Extract provided
--

Re: Experiences with 1.8.0

Chris Riccomini Mon, 23 Jan 2017 14:49:37 -0800

It's this query:

SELECT task_instance.task_id AS task_instance_task_id, task_instance.dag_id
AS task_instance_dag_id, task_instance.execution_date AS
task_instance_execution_date, task_instance.start_date AS
task_instance_start_date, task_instance.end_date AS task_instance_end_date,
task_instance.duration AS task_instance_duration, task_instance.state AS
task_instance_state, task_instance.try_number AS task_instance_try_number,
task_instance.hostname AS task_instance_hostname, task_instance.unixname AS
task_instance_unixname, task_instance.job_id AS task_instance_job_id,
task_instance.pool AS task_instance_pool, task_instance.queue AS
task_instance_queue, task_instance.priority_weight AS
task_instance_priority_weight, task_instance.operator AS
task_instance_operator, task_instance.queued_dttm AS
task_instance_queued_dttm, task_instance.pid AS task_instance_pid
FROM task_instance, (SELECT task_instance.task_id AS task_id,
max(task_instance.execution_date) AS max_ti
FROM task_instance
WHERE task_instance.dag_id = 'some_dag_id' AND task_instance.state =
'success' AND task_instance.task_id IN ('t1', 't2', 't3', 't4', 't5', 't6')
GROUP BY task_instance.task_id) AS sq
WHERE task_instance.dag_id = 'some_dag_id' AND task_instance.task_id =
sq.task_id AND task_instance.execution_date = sq.max_ti


Taking 10-20s

On Mon, Jan 23, 2017 at 2:05 PM, Chris Riccomini <criccom...@apache.org>
wrote:

> Can confirm it's a slow query on task_instance table. Still digging.
> Unfortunately, the query is truncated in my UI right now:
>
> SELECT task_instance.task_id AS task_instance_...
>
> On Mon, Jan 23, 2017 at 1:56 PM, Chris Riccomini <criccom...@apache.org>
> wrote:
>
>> Digging. Might be a bit.
>>
>> On Mon, Jan 23, 2017 at 1:32 PM, Bolke de Bruin <bdbr...@gmail.com>
>> wrote:
>>
>>> Slow query log? Db load?
>>>
>>> B.
>>>
>>> Verstuurd vanaf mijn iPad
>>>
>>> > Op 23 jan. 2017 om 21:59 heeft Chris Riccomini <criccom...@apache.org>
>>> het volgende geschreven:
>>> >
>>> > Note: 6.5 million TIs in the task_instance table.
>>> >
>>> > On Mon, Jan 23, 2017 at 12:58 PM, Chris Riccomini <
>>> criccom...@apache.org>
>>> > wrote:
>>> >
>>> >> Hey Bolke,
>>> >>
>>> >> Re: system usage, it's pretty quiet <5% CPU usage. Mem is almost all
>>> free
>>> >> as well.

--

Available data
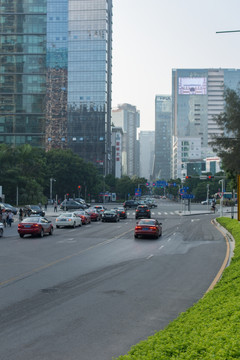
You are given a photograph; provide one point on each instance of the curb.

--

Tasks
a) Answer these questions using the thread above, with each answer on its own line and marked like its question:
(i) How long does the full query take to run?
(ii) How many TIs are in the task_instance table?
(iii) What CPU usage is reported for the system?
b) Copy the part of the thread from "On Mon, Jan 23, 2017 at 2:05" up to and including "task_instance.task_id AS task_instance_...".

Expected results
a)
(i) 10-20s
(ii) 6.5 million
(iii) Less than 5%

b)
On Mon, Jan 23, 2017 at 2:05 PM, Chris Riccomini <criccom...@apache.org>
wrote:

> Can confirm it's a slow query on task_instance table. Still digging.
> Unfortunately, the query is truncated in my UI right now:
>
> SELECT task_instance.task_id AS task_instance_...